◆ **Extract to read**
*** Begin section ***

Last week, I was privy to a content report that was shared by one of the clients whom we represent. The assignment was to review and approve before distribution to relevant media houses.

The report included a storyline summary and a set of photographs showcasing an ongoing sponsored brand campaign. Lacking however, were captions and much more content that would have provided a complete picture of what the client probably wanted to portray.

It got me and my colleagues critiquing the material at hand, particularly the selected photos and even the story angle.

We wondered what other angle on which to pitch the story to our media partners and editors. After brainstorming we agreed none was evident enough to draw attention and the quality of the photos prevented any suggestions of submitting a caption story as an alternative.

In communications, we always try to achieve the ‘so what factor.’ Why should the target audience, readers in print or followers on social media care?

We ask ourselves, what stands out in the story for the reader to pick out new information or inspiration or both so that this particular content matters to them?

*** End section ***

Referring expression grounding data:
*** Begin section ***

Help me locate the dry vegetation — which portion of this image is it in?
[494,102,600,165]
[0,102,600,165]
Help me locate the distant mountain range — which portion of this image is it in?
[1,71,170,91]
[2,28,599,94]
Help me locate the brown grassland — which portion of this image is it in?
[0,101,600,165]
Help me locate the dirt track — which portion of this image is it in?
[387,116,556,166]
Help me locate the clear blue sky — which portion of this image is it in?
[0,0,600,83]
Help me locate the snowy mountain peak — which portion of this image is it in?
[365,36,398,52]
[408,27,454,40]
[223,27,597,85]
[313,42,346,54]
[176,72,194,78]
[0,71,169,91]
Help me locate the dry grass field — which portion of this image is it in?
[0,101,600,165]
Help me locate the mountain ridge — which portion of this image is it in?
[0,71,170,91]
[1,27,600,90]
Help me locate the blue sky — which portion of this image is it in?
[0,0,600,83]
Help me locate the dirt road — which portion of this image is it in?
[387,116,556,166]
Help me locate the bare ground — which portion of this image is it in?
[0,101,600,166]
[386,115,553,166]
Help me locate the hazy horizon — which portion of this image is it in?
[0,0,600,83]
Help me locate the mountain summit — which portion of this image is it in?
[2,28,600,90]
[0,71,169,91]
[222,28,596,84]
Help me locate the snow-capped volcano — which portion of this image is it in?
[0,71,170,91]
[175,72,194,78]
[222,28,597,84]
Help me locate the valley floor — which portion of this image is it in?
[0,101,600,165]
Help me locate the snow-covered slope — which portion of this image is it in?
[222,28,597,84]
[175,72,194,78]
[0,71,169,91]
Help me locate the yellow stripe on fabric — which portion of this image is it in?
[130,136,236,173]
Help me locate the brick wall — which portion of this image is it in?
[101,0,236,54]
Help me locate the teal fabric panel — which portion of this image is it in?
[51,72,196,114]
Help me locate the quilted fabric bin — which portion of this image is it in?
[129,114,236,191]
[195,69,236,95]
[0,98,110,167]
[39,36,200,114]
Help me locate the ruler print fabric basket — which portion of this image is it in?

*** End section ***

◆ **How to complete this task**
Reproduce word for word everything in the content report piece above from "In communications, we" down to "matters to them?".

◆ **Written solution**
In communications, we always try to achieve the ‘so what factor.’ Why should the target audience, readers in print or followers on social media care?

We ask ourselves, what stands out in the story for the reader to pick out new information or inspiration or both so that this particular content matters to them?